> [Exercise requirements] Copy every line of the entries below, changing nothing.

> [Recorded information]
──────────────────────────────

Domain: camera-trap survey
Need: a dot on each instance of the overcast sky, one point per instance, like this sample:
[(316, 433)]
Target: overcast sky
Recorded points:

──────────────────────────────

> [Response to this exercise]
Domain: camera-trap survey
Need: a dot on each instance of the overcast sky, one point per instance, like this sample:
[(316, 433)]
Target: overcast sky
Recorded points:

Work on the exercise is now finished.